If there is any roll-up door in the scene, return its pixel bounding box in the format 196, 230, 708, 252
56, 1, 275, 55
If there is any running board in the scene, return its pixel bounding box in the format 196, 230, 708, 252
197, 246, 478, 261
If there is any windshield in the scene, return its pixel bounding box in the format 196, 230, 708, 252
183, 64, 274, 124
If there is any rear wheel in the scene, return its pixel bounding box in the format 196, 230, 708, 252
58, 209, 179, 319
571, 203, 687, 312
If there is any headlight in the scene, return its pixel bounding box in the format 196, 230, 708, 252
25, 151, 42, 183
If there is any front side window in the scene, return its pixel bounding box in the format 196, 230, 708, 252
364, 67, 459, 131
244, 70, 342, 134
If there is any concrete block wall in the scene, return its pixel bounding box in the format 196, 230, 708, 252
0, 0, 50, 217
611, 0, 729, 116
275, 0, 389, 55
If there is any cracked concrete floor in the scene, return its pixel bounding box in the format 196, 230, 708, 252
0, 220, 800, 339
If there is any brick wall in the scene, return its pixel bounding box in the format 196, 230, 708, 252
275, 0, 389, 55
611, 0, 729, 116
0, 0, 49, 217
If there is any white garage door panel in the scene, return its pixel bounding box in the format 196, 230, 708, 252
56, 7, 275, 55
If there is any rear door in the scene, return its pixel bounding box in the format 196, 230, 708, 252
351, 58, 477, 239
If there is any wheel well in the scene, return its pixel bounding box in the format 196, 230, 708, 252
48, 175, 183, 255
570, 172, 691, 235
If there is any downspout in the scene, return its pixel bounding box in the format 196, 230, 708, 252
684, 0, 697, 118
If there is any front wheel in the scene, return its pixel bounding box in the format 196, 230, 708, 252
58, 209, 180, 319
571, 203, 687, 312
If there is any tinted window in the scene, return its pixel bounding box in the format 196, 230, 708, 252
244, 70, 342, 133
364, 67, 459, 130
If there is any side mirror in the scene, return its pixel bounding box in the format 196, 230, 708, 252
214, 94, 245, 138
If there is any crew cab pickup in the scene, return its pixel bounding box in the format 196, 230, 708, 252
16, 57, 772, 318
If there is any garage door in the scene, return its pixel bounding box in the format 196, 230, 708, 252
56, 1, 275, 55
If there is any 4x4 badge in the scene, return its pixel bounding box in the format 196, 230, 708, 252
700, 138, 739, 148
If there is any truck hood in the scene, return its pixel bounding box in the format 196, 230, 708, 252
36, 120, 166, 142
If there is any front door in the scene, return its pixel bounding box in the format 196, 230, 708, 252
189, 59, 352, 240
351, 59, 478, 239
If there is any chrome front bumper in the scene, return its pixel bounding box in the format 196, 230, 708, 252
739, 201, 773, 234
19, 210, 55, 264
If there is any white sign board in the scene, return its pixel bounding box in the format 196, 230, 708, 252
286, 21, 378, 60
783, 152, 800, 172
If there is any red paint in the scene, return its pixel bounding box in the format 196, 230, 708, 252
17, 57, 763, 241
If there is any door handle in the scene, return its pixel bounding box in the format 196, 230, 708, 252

****************************************

● **OBJETIVO**: Transcribe todas las filas de arriba, línea por línea, sin alterar un solo carácter.

● **RESULTADO**:
If there is any roll-up door in the scene, return its pixel bounding box in the format 196, 230, 708, 252
56, 1, 275, 55
If there is any running board in the scene, return its pixel bounding box in the format 196, 230, 708, 252
197, 246, 478, 261
If there is any windshield in the scene, return its pixel bounding box in the format 196, 230, 708, 252
183, 64, 274, 124
If there is any rear wheel in the scene, return its pixel bounding box in the format 196, 230, 708, 252
58, 209, 179, 319
571, 203, 687, 312
If there is any headlight in the scene, return its pixel bounding box in the format 196, 230, 708, 252
25, 151, 42, 183
If there is any front side window in the scene, return its pixel bounding box in the format 196, 230, 708, 252
364, 67, 459, 131
244, 70, 342, 134
If there is any concrete block wall in the scene, return its pixel bounding box in the format 196, 230, 708, 252
0, 0, 50, 217
611, 0, 729, 116
275, 0, 389, 55
If there is any cracked concrete floor in the scene, return its pixel bounding box in the format 196, 230, 708, 252
0, 220, 800, 339
If there is any brick wall in the scene, return its pixel bounding box in the format 196, 230, 708, 252
275, 0, 389, 55
611, 0, 729, 116
0, 0, 49, 217
If there is any white garage door panel in the scene, return its pixel bounding box in the format 196, 230, 708, 252
56, 7, 275, 55
If there is any rear door in the scene, return its pixel bounding box in the format 196, 230, 708, 252
351, 58, 477, 239
If there is any wheel well in the scene, return its pixel bounding box in the format 196, 230, 708, 252
48, 175, 183, 255
570, 172, 691, 235
If there is any downspout in the scene, return its pixel bounding box in the format 196, 230, 708, 252
684, 0, 697, 118
If there is any front wheel in the scene, return its pixel bounding box in the format 196, 230, 708, 252
58, 209, 180, 319
571, 203, 687, 312
If there is any tinted window in the scene, return its pixel bounding box in the format 196, 230, 708, 252
244, 70, 342, 133
364, 67, 459, 130
If there is any side mirror in the scene, return its pixel bounding box in the format 196, 230, 708, 252
214, 94, 245, 138
If there is any crew cab pickup in the scene, return its pixel bounding box in the format 196, 230, 708, 252
16, 57, 772, 318
If there is any garage door in the scene, return its pixel bounding box in the format 196, 230, 708, 252
56, 1, 275, 55
If there is any 4x4 badge in the scene, return its pixel bounding box in the format 196, 230, 708, 252
700, 138, 739, 148
If there is any truck hood in the scene, return its pixel bounding box in the format 196, 230, 708, 252
36, 120, 166, 142
If there is any front door in the scene, return its pixel bounding box in the format 196, 230, 708, 252
189, 59, 352, 240
351, 59, 478, 239
If there is any chrome front bumper in the scene, return its pixel bounding box in the format 196, 230, 708, 252
739, 201, 773, 234
19, 210, 55, 264
If there is any white sign board in the scene, return its pixel bounding box in the format 196, 230, 708, 252
286, 21, 378, 60
783, 152, 800, 172
If there is any red paint in the scene, return its pixel bounding box in the format 196, 230, 708, 252
17, 57, 763, 241
If there is any door handle in the scene, return its pixel bounding box in the format 196, 230, 708, 252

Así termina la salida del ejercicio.